- **TEXT SHOWN**:
--- START ---

Custom research methods developed by DuPont Pioneer corn researchers to breed Optimum AQUAmax products are being used to target other yield-robbing, environmental and disease stresses. During the testing of Optimum AQUAmax products — which are helping farmers grow corn in stressful, water-limited environments — a research program, called managed stress environment testing, was developed.
“One reason managed stress environment testing came about is that the baseline genetics in Pioneer germplasm are all very good,” says Jeff Schussler, DuPont Pioneer senior research manager. “With the help of this testing process, we are optimizing our ability to identify small genetic improvements, which will continue to add up to better-performing corn hybrids.”
Managed stress environment testing is not a standard operating procedure; in fact, it is unique to Pioneer for evaluating new products for specific corn stresses. Currently, Pioneer researchers use managed stress environment testing to evaluate corn responses to abiotic stresses associated with limited nitrogen availability, to important corn diseases and to plant damage from strong windstorms. Traditionally, corn breeders relied on diverse environments in widely scattered research locations to get close to a real-world evaluation of overall hybrid performance.
“From the Optimum AQUAmax hybrid research, we learned that designing an evaluation system to identify genetic variation clearly in a somewhat-controlled, field-testing situation pays off. It helps to bring products for specific environments to growers more quickly,” Schussler says.
In developing the research tactics for managed stress environment testing a cadre of methodologies — under the umbrella of the Accelerated Yield Technology (AYT) system — plays a central role. Acting as a filter to sort out specific environmental screens for disease, genetics, fertility and drought, the AYT system is used to test all phases of corn product development. Testing methods incorporate genetic mapping, marker assisted selection, whole genome modeling and precision phenotyping, among others.

--- END ---

- **WORK TASK**: Reproduce the article on DuPont Pioneer's managed stress environment testing in full, word for word.

- **EXCERPTED RECORDS**:
--- START ---

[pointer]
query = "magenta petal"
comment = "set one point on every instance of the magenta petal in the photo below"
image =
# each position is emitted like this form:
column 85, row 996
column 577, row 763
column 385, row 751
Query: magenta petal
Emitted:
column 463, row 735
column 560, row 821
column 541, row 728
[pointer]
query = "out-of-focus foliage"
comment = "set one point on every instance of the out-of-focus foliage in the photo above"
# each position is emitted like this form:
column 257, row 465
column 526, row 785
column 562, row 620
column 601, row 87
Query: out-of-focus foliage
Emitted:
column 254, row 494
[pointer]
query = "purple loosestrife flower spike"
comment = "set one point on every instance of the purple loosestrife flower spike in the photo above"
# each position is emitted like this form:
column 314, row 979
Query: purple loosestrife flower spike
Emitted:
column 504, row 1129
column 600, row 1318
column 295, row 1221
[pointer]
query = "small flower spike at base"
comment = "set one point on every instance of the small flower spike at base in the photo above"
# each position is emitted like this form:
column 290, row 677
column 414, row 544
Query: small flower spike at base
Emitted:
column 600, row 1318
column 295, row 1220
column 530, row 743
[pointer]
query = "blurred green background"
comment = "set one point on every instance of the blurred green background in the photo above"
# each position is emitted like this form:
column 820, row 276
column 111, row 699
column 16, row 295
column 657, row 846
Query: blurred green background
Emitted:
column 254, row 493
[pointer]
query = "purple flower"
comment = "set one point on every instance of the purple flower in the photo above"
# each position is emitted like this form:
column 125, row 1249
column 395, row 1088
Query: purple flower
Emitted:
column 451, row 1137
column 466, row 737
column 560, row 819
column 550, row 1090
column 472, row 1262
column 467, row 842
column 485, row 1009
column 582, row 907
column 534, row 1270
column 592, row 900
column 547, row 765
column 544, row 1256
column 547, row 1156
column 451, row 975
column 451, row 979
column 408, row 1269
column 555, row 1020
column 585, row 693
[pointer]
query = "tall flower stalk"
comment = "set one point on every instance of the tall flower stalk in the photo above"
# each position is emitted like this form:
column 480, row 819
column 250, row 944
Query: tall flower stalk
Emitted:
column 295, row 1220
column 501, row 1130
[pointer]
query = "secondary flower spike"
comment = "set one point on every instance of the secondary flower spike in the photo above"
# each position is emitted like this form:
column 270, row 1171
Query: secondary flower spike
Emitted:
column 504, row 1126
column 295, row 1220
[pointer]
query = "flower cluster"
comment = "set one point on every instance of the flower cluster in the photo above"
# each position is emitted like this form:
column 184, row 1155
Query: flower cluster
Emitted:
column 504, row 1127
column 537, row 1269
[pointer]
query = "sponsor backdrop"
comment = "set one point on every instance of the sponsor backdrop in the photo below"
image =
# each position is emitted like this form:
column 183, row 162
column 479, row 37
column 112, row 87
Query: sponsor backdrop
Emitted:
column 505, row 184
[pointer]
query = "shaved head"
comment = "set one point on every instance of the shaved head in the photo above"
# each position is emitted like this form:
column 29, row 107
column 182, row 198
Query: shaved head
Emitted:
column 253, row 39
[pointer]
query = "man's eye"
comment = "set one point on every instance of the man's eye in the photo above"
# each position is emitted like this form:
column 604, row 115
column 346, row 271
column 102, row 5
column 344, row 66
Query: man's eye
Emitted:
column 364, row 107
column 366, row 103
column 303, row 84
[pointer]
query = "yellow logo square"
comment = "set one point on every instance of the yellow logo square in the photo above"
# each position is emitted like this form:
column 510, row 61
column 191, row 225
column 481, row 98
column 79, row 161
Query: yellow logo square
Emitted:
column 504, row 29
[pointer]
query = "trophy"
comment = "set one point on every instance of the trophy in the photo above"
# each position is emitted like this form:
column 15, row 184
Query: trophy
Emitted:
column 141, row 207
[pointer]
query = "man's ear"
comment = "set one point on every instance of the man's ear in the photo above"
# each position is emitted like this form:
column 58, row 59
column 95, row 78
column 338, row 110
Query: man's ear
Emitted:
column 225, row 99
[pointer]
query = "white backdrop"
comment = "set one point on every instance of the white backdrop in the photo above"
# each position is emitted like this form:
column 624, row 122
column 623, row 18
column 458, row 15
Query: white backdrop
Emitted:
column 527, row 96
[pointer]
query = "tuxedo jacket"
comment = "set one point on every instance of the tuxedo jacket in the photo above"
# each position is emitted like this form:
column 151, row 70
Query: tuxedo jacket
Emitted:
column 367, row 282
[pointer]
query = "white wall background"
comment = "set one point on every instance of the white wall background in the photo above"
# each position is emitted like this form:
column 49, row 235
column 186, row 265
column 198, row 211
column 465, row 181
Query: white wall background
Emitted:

--- END ---

- **OUTPUT OF THE TASK**:
Custom research methods developed by DuPont Pioneer corn researchers to breed Optimum AQUAmax products are being used to target other yield-robbing, environmental and disease stresses. During the testing of Optimum AQUAmax products — which are helping farmers grow corn in stressful, water-limited environments — a research program, called managed stress environment testing, was developed.
“One reason managed stress environment testing came about is that the baseline genetics in Pioneer germplasm are all very good,” says Jeff Schussler, DuPont Pioneer senior research manager. “With the help of this testing process, we are optimizing our ability to identify small genetic improvements, which will continue to add up to better-performing corn hybrids.”
Managed stress environment testing is not a standard operating procedure; in fact, it is unique to Pioneer for evaluating new products for specific corn stresses. Currently, Pioneer researchers use managed stress environment testing to evaluate corn responses to abiotic stresses associated with limited nitrogen availability, to important corn diseases and to plant damage from strong windstorms. Traditionally, corn breeders relied on diverse environments in widely scattered research locations to get close to a real-world evaluation of overall hybrid performance.
“From the Optimum AQUAmax hybrid research, we learned that designing an evaluation system to identify genetic variation clearly in a somewhat-controlled, field-testing situation pays off. It helps to bring products for specific environments to growers more quickly,” Schussler says.
In developing the research tactics for managed stress environment testing a cadre of methodologies — under the umbrella of the Accelerated Yield Technology (AYT) system — plays a central role. Acting as a filter to sort out specific environmental screens for disease, genetics, fertility and drought, the AYT system is used to test all phases of corn product development. Testing methods incorporate genetic mapping, marker assisted selection, whole genome modeling and precision phenotyping, among others.